DO THIS: Reproduce, word for word, the stretch of the article on the Templeton Lecture from "The former Archbishop" through "Religion and Literature.".

DOCUMENT TEXT:
# # #

Art and Sacrament

You can tell much about a person from the way they conduct book signings. Some authors dash off an illegible signature and fail to interact with the person in front of them, being intent instead on selling as much merchandise as possible. Not so the Rt Revd and Rt Hon The Lord Rowan Williams of Oystermouth FBA after his Templeton Lecture in the Assembly Hall, Edinburgh on Saturday. Devoid of any flamboyance, he engaged courteously and at length with each person in the lengthy queue snaking round the Rainy Hall, taking care to check the spelling of the addressee’s name and inscribing a personal dedication in beautifully-shaped lettering.

The former Archbishop of Canterbury was in Edinburgh to deliver a lecture entitled ‘Seeing the Light: Epiphany in Visual Art’, an event sponsored by the Templeton Religion Trust through its ‘Art and the Sacred’ project based at the School of Divinity. The lecture, part of New College’s annual three-day Festival of Books and Belief, was introduced by the Revd Professor Alison Jack, Principal of New College and Director of the Scottish Network for Religion and Literature.

# # #

EXTRACTED RECORDS:
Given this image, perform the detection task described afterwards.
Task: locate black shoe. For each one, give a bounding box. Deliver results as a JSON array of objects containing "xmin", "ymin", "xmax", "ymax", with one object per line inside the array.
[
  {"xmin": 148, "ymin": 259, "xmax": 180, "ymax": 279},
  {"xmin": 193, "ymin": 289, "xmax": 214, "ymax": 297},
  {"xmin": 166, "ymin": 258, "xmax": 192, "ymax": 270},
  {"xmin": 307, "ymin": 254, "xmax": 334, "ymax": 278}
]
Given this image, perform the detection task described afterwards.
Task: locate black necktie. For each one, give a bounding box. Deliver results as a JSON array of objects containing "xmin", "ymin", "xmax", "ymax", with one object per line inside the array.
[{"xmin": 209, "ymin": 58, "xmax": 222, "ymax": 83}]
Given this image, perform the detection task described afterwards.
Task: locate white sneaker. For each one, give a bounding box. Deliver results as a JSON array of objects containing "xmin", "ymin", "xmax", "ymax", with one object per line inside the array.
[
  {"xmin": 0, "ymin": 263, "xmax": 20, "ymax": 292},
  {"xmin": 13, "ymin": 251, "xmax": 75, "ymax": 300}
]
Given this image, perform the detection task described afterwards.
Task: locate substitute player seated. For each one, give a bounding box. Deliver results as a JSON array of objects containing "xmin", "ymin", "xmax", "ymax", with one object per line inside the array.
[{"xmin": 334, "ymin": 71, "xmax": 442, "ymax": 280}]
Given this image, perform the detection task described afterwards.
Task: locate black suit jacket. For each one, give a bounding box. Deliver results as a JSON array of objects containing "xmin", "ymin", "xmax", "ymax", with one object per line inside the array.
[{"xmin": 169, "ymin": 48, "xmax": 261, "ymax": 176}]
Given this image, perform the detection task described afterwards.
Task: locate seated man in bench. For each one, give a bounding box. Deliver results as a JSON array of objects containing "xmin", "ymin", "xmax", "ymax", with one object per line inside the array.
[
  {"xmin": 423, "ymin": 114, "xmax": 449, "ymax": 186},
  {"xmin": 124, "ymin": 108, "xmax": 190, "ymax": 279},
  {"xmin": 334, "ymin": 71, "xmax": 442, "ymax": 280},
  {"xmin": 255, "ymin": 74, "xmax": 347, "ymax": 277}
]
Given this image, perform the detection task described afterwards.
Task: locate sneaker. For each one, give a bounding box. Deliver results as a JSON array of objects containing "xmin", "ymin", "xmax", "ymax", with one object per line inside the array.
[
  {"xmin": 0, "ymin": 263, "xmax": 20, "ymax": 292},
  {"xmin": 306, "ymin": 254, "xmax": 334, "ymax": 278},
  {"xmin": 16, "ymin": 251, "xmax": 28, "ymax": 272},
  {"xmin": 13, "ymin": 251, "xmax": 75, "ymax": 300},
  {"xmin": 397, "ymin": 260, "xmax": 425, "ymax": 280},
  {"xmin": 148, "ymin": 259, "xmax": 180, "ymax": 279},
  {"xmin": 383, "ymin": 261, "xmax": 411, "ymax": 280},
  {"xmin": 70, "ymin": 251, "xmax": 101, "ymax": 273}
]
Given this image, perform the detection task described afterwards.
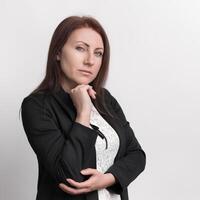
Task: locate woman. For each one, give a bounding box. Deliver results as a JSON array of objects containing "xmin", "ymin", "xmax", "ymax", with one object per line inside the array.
[{"xmin": 22, "ymin": 16, "xmax": 146, "ymax": 200}]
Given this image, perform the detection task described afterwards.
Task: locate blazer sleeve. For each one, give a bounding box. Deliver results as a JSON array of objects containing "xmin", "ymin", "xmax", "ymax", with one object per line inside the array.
[
  {"xmin": 22, "ymin": 97, "xmax": 97, "ymax": 185},
  {"xmin": 105, "ymin": 90, "xmax": 146, "ymax": 194}
]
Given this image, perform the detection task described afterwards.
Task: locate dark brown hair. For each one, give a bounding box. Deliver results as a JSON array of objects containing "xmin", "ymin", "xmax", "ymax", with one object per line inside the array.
[{"xmin": 23, "ymin": 16, "xmax": 112, "ymax": 116}]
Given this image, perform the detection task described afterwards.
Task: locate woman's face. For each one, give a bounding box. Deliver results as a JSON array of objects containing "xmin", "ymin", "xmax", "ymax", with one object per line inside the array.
[{"xmin": 57, "ymin": 28, "xmax": 104, "ymax": 90}]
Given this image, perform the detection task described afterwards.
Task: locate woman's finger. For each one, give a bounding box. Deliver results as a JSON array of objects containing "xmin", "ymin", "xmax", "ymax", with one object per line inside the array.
[{"xmin": 59, "ymin": 183, "xmax": 91, "ymax": 195}]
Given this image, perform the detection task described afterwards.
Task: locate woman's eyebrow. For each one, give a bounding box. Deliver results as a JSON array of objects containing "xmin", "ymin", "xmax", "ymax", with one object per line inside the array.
[{"xmin": 76, "ymin": 41, "xmax": 103, "ymax": 49}]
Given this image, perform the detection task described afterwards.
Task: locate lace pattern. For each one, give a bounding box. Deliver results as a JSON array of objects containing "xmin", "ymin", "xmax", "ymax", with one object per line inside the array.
[{"xmin": 90, "ymin": 105, "xmax": 121, "ymax": 200}]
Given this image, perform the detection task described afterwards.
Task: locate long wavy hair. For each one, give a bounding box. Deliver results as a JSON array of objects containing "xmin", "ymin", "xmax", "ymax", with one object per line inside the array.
[{"xmin": 20, "ymin": 16, "xmax": 113, "ymax": 117}]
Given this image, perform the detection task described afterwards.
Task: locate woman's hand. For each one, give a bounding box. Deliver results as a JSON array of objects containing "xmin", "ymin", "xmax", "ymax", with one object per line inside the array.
[
  {"xmin": 69, "ymin": 84, "xmax": 96, "ymax": 127},
  {"xmin": 69, "ymin": 84, "xmax": 96, "ymax": 114},
  {"xmin": 59, "ymin": 168, "xmax": 115, "ymax": 195}
]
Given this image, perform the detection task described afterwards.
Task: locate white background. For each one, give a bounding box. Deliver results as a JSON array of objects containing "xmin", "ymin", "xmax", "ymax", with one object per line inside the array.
[{"xmin": 0, "ymin": 0, "xmax": 200, "ymax": 200}]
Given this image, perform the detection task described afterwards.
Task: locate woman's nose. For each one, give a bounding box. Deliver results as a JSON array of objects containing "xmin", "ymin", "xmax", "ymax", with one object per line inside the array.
[{"xmin": 84, "ymin": 52, "xmax": 94, "ymax": 65}]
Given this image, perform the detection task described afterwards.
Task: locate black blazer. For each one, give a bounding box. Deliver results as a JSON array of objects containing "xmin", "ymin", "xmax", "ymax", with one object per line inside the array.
[{"xmin": 22, "ymin": 87, "xmax": 146, "ymax": 200}]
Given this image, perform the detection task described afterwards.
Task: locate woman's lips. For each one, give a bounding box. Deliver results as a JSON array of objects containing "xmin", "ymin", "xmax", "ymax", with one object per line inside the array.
[{"xmin": 79, "ymin": 70, "xmax": 92, "ymax": 75}]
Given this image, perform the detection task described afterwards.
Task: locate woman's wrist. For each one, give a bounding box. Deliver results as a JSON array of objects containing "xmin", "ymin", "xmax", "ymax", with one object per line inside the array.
[
  {"xmin": 75, "ymin": 115, "xmax": 91, "ymax": 128},
  {"xmin": 104, "ymin": 173, "xmax": 116, "ymax": 187}
]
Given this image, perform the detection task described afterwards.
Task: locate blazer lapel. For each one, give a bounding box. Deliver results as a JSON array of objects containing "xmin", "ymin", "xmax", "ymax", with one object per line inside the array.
[
  {"xmin": 52, "ymin": 87, "xmax": 76, "ymax": 121},
  {"xmin": 52, "ymin": 87, "xmax": 125, "ymax": 160}
]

# # #

FULL OUTPUT:
The former Archbishop of Canterbury was in Edinburgh to deliver a lecture entitled ‘Seeing the Light: Epiphany in Visual Art’, an event sponsored by the Templeton Religion Trust through its ‘Art and the Sacred’ project based at the School of Divinity. The lecture, part of New College’s annual three-day Festival of Books and Belief, was introduced by the Revd Professor Alison Jack, Principal of New College and Director of the Scottish Network for Religion and Literature.